--- START ---

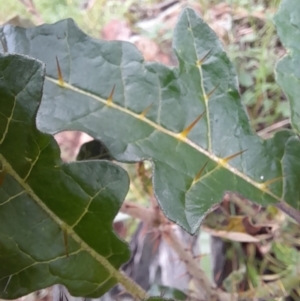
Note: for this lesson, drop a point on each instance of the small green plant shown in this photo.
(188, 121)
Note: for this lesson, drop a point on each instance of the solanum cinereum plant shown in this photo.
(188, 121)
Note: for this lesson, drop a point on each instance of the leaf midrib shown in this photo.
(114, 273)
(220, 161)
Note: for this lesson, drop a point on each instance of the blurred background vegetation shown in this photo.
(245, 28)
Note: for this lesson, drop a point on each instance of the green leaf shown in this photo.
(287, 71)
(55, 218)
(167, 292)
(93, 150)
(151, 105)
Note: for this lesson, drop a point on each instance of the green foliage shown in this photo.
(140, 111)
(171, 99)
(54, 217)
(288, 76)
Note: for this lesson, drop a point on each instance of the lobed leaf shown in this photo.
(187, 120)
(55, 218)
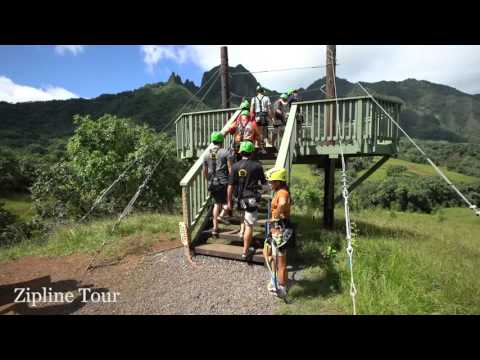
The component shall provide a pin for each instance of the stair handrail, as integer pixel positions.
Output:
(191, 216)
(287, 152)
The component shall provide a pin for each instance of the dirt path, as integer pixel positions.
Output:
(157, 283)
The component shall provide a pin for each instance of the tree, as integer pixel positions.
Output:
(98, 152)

--- END ---

* PROBLEM DETAILS
Go through the records above and copy every line holding the word "positions".

* ANSWER FOR THIS EXERCISE
The component shall provide a pin for each instance of the stair handrail, as integer pixel positions.
The component shall provide a pin for each instance of the dirt path, as integer pixel positions.
The component shall provide a pin for each instance of the tree, as integer pixel positions.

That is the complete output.